TO DO:
Find every line below that contains the word "stone" and copy each of those lines.

DATASET:
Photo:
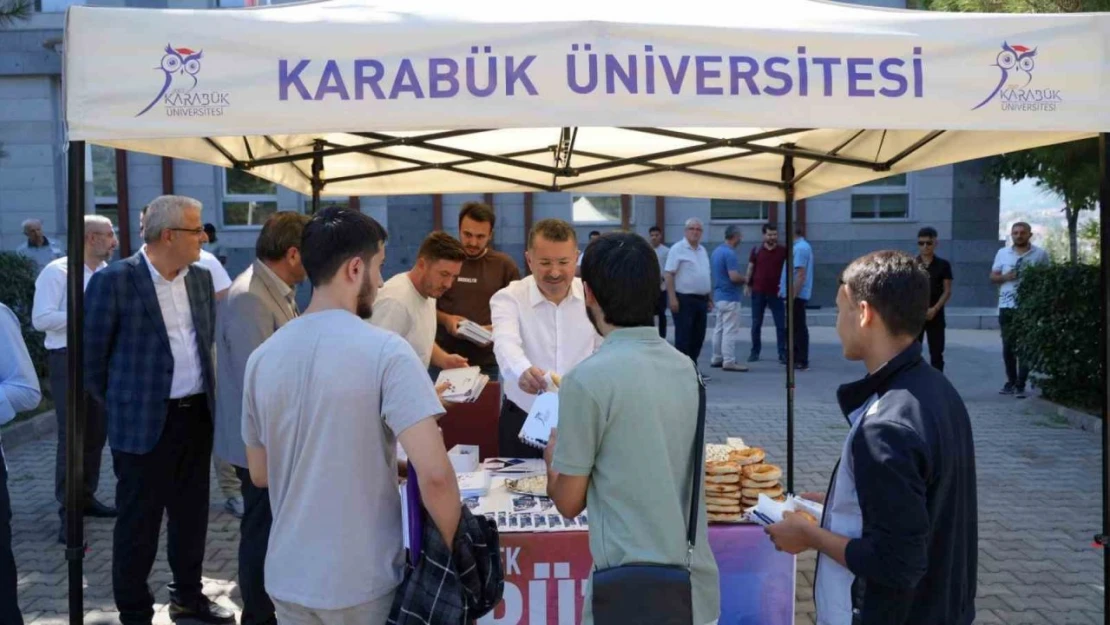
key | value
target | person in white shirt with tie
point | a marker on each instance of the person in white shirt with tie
(49, 314)
(540, 325)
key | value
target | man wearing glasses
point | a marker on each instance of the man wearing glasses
(940, 291)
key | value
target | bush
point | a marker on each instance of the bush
(17, 292)
(1058, 323)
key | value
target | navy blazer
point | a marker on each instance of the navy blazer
(128, 362)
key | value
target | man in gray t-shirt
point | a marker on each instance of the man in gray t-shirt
(325, 399)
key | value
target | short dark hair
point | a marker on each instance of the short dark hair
(441, 247)
(623, 272)
(477, 211)
(895, 285)
(333, 237)
(281, 231)
(553, 230)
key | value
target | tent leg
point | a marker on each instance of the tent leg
(788, 187)
(74, 397)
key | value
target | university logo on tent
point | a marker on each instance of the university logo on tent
(1016, 66)
(179, 93)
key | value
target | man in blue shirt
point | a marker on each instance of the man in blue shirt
(803, 290)
(726, 294)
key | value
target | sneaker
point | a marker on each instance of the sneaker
(234, 505)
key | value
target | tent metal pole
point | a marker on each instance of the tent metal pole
(788, 188)
(74, 397)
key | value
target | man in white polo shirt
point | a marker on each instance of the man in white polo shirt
(689, 290)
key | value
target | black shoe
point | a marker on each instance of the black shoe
(94, 508)
(201, 608)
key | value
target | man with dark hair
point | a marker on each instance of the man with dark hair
(325, 401)
(540, 326)
(406, 303)
(484, 272)
(259, 302)
(613, 415)
(1006, 272)
(940, 291)
(765, 265)
(661, 252)
(898, 542)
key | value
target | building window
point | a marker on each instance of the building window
(248, 200)
(595, 209)
(739, 210)
(887, 198)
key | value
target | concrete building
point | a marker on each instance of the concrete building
(886, 214)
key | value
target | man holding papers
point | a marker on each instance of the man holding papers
(540, 326)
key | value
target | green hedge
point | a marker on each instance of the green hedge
(17, 292)
(1058, 324)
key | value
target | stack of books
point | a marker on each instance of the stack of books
(474, 333)
(464, 384)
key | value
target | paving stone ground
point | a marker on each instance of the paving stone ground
(1039, 502)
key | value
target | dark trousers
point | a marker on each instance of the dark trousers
(1015, 374)
(96, 431)
(800, 333)
(759, 303)
(9, 608)
(934, 331)
(172, 477)
(661, 313)
(253, 537)
(689, 324)
(508, 433)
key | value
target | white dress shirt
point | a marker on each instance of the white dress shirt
(19, 384)
(530, 330)
(177, 313)
(49, 313)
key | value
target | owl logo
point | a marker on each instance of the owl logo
(180, 67)
(1011, 59)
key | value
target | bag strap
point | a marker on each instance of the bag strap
(698, 456)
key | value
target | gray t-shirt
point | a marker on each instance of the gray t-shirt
(326, 396)
(627, 419)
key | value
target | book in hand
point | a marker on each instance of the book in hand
(474, 333)
(542, 419)
(464, 384)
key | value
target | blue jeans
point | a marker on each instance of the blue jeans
(759, 303)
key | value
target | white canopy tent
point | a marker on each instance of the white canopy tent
(703, 98)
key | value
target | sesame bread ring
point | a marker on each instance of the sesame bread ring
(763, 472)
(749, 455)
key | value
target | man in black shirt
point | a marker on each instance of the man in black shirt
(940, 291)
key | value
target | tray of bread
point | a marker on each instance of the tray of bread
(735, 476)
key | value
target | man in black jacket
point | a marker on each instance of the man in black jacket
(898, 542)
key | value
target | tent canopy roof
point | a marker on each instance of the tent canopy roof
(700, 98)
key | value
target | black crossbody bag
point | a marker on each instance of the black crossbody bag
(654, 594)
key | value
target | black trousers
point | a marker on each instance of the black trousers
(9, 608)
(172, 477)
(508, 432)
(253, 537)
(690, 323)
(96, 430)
(800, 333)
(1015, 374)
(934, 331)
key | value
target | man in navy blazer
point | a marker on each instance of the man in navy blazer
(149, 330)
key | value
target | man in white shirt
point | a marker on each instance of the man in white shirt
(661, 251)
(689, 290)
(325, 401)
(406, 303)
(49, 314)
(1006, 272)
(540, 326)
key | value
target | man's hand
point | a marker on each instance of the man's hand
(532, 381)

SOLUTION TO THE PROBLEM:
target | paving stone ground
point | a marker on each instance of the paving stone ground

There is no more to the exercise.